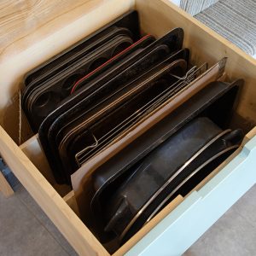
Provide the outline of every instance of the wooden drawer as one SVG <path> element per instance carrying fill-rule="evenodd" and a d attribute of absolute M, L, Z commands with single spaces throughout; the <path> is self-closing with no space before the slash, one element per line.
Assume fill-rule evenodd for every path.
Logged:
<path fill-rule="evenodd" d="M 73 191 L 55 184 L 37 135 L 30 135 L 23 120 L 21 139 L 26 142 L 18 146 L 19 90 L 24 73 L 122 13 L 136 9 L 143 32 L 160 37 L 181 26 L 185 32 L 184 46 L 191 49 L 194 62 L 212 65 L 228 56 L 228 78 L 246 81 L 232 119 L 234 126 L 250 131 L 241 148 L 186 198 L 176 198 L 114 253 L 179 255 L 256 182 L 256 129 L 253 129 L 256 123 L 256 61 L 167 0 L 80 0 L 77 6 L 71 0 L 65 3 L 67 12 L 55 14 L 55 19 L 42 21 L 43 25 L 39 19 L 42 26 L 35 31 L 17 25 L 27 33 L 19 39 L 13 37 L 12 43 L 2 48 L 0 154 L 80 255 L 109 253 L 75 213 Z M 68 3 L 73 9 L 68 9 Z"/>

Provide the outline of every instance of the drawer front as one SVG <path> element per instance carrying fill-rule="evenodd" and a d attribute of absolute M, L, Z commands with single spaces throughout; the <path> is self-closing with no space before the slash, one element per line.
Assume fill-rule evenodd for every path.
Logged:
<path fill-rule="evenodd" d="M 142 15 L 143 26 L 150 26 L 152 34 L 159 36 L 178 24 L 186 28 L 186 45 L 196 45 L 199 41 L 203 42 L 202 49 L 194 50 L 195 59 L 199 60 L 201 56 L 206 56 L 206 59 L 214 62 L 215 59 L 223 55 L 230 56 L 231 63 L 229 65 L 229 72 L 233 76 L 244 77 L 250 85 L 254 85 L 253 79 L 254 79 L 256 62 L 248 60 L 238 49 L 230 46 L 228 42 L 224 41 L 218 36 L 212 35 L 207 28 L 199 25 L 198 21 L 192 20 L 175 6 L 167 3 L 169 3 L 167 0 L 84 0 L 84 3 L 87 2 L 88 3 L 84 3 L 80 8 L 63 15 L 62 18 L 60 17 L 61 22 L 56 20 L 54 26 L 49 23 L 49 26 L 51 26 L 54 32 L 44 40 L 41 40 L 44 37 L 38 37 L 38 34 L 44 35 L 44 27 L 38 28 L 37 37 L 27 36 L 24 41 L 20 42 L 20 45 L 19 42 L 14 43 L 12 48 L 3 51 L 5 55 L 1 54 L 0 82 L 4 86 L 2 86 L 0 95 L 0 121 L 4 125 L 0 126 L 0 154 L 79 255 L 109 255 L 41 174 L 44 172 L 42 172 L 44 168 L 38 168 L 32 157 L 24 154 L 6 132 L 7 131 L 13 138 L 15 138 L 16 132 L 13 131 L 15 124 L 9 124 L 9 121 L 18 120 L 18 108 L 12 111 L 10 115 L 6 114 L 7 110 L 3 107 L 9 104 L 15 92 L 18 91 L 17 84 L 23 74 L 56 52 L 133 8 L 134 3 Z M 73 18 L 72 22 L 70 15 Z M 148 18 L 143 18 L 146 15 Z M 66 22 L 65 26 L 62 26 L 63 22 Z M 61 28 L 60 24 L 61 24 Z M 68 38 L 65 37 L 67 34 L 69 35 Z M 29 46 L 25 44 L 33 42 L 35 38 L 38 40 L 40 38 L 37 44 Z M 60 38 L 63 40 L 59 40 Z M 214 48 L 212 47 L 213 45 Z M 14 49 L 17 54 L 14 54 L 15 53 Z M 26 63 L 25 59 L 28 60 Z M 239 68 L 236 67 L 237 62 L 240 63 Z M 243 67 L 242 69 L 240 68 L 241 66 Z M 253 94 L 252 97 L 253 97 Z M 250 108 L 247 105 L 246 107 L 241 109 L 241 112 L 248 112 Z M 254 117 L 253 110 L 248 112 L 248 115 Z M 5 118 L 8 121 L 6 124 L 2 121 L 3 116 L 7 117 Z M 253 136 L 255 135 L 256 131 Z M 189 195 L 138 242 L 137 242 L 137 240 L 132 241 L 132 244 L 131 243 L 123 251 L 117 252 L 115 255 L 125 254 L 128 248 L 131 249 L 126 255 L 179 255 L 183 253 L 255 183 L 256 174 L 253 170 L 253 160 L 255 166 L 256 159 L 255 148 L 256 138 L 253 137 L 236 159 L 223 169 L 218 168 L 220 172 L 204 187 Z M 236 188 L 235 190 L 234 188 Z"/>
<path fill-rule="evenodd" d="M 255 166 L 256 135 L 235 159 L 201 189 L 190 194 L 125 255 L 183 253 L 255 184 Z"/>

◇ ◇ ◇

### Exercise prompt
Render the data above as a two-column CSV with the header label_text,logged_paths, and give one row for each text with its logged answer. Put each field in quotes, replace line breaks with spaces, and leave the pictures out.

### Solution for this problem
label_text,logged_paths
"Provide the outline of every instance of the wooden drawer as one SVG <path> element per instance carrying fill-rule=""evenodd"" and a d attribute of absolute M, L, Z commands with single spaces throughout; the <path> is self-closing with no space before the slash, one element per line. Assume fill-rule evenodd for every path. Logged:","<path fill-rule=""evenodd"" d=""M 73 191 L 55 184 L 37 135 L 30 135 L 23 120 L 21 139 L 26 142 L 18 146 L 19 90 L 24 73 L 122 13 L 136 9 L 143 32 L 160 37 L 181 26 L 185 32 L 184 46 L 191 49 L 194 62 L 212 65 L 228 56 L 228 78 L 246 81 L 232 119 L 234 126 L 250 131 L 241 148 L 186 198 L 176 198 L 114 253 L 179 255 L 256 182 L 256 129 L 253 129 L 256 123 L 256 61 L 167 0 L 80 0 L 77 6 L 71 0 L 65 3 L 67 12 L 55 14 L 55 19 L 42 21 L 43 25 L 39 19 L 42 26 L 35 31 L 17 25 L 27 33 L 19 39 L 13 37 L 12 43 L 2 48 L 0 154 L 80 255 L 109 253 L 75 213 Z M 68 3 L 73 9 L 68 9 Z""/>"
"Provide the outline of every instance of the drawer front as one SVG <path> element per instance carrying fill-rule=""evenodd"" and a d attribute of absolute M, L, Z commands with single spaces throughout; the <path> is self-closing with no space before the slash, one element per line. Assume fill-rule evenodd for every path. Logged:","<path fill-rule=""evenodd"" d=""M 142 15 L 143 26 L 150 26 L 152 34 L 159 36 L 178 24 L 186 28 L 186 45 L 196 45 L 199 41 L 203 42 L 202 49 L 194 50 L 195 59 L 199 60 L 201 56 L 206 56 L 206 59 L 214 62 L 215 59 L 223 55 L 230 56 L 231 63 L 229 65 L 229 72 L 233 76 L 244 77 L 250 85 L 254 85 L 253 79 L 254 79 L 256 62 L 248 60 L 238 49 L 230 46 L 228 42 L 224 41 L 218 36 L 212 35 L 207 28 L 199 25 L 198 21 L 192 20 L 175 6 L 167 3 L 169 3 L 167 0 L 84 0 L 84 3 L 87 2 L 88 3 L 84 3 L 80 8 L 63 15 L 62 18 L 60 17 L 61 22 L 56 20 L 54 26 L 49 23 L 49 26 L 51 26 L 54 32 L 44 40 L 41 40 L 44 37 L 38 37 L 38 34 L 44 35 L 44 27 L 38 28 L 37 37 L 27 36 L 24 41 L 20 42 L 20 45 L 19 42 L 14 43 L 12 48 L 3 51 L 5 55 L 1 54 L 0 82 L 4 86 L 2 86 L 0 95 L 0 121 L 4 125 L 0 126 L 0 154 L 79 255 L 109 255 L 41 174 L 44 172 L 42 172 L 44 168 L 38 168 L 32 157 L 24 154 L 6 132 L 7 131 L 13 138 L 15 138 L 16 132 L 13 131 L 15 124 L 9 124 L 9 121 L 18 120 L 18 108 L 12 111 L 10 115 L 6 114 L 7 110 L 3 107 L 9 104 L 15 92 L 18 91 L 17 84 L 23 74 L 56 52 L 133 8 L 134 3 Z M 73 18 L 72 22 L 70 15 Z M 148 18 L 143 18 L 146 15 Z M 66 22 L 65 26 L 62 26 L 63 22 Z M 61 28 L 60 24 L 61 24 Z M 68 38 L 65 37 L 67 34 L 69 35 Z M 29 46 L 25 44 L 33 42 L 35 38 L 38 40 L 40 38 L 37 44 Z M 60 38 L 63 40 L 59 40 Z M 214 48 L 212 47 L 213 45 Z M 14 49 L 17 54 L 14 54 L 15 53 Z M 26 63 L 25 59 L 28 60 Z M 239 68 L 236 67 L 237 62 L 240 63 Z M 243 67 L 242 69 L 240 68 L 241 66 Z M 253 94 L 252 97 L 253 97 Z M 250 108 L 247 105 L 246 107 L 241 109 L 241 112 L 248 112 Z M 254 117 L 253 110 L 248 112 L 248 115 Z M 5 118 L 8 121 L 6 124 L 2 121 L 3 116 L 7 117 Z M 253 136 L 255 135 L 256 131 Z M 189 195 L 138 242 L 137 242 L 137 240 L 132 241 L 132 244 L 131 243 L 123 251 L 117 252 L 115 255 L 125 254 L 128 248 L 131 249 L 126 255 L 179 255 L 183 253 L 255 183 L 256 174 L 253 170 L 253 160 L 255 166 L 256 159 L 255 148 L 256 138 L 253 137 L 236 159 L 223 169 L 218 168 L 220 172 L 204 187 Z M 236 188 L 235 190 L 234 188 Z""/> <path fill-rule=""evenodd"" d=""M 255 166 L 256 135 L 235 159 L 201 189 L 190 194 L 125 255 L 183 253 L 255 184 Z""/>"